→ Page excerpt
Our childhood plays a significant role in shaping our subconscious mind and influencing how we process emotions, form relationships, and set boundaries. While ideally, parents would be self-actualized and supportive, many of us grew up with unconscious parents who repeated learned patterns and habits. It’s essential to realize that parents can only parent based on their level of awareness, and we can only give to others what we’ve practiced giving to ourselves.
In my experience working with various people, I’ve noticed that many seek help for communication problems in relationships, destructive habits, identity confusion, and feelings of low self-worth. These issues often stem from conditioned behavior practiced since childhood.
You might be hesitant to revisit your childhood, thinking it’s over, or believing it’s where you learned negative coping mechanisms. However, I want to share with you the transformative power of reparenting.
Reparenting is about giving yourself what you didn’t receive as a child. It’s acknowledging that your parents did their best with the awareness they had, and now it’s your opportunity to heal and consciously choose different behaviors as an adult.

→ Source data
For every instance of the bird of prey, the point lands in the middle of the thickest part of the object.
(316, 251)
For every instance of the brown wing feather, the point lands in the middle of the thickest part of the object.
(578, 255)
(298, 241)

→ Exercise description
Answer these questions using the text on reparenting above.
(a) What does the text say parents can only parent based on?
(b) What four problems does the writer say many people seek help for?
(c) How does the text define reparenting?

→ Answer space
(a) Their level of awareness.
(b) Communication problems in relationships, destructive habits, identity confusion, and feelings of low self-worth.
(c) Giving yourself what you didn't receive as a child.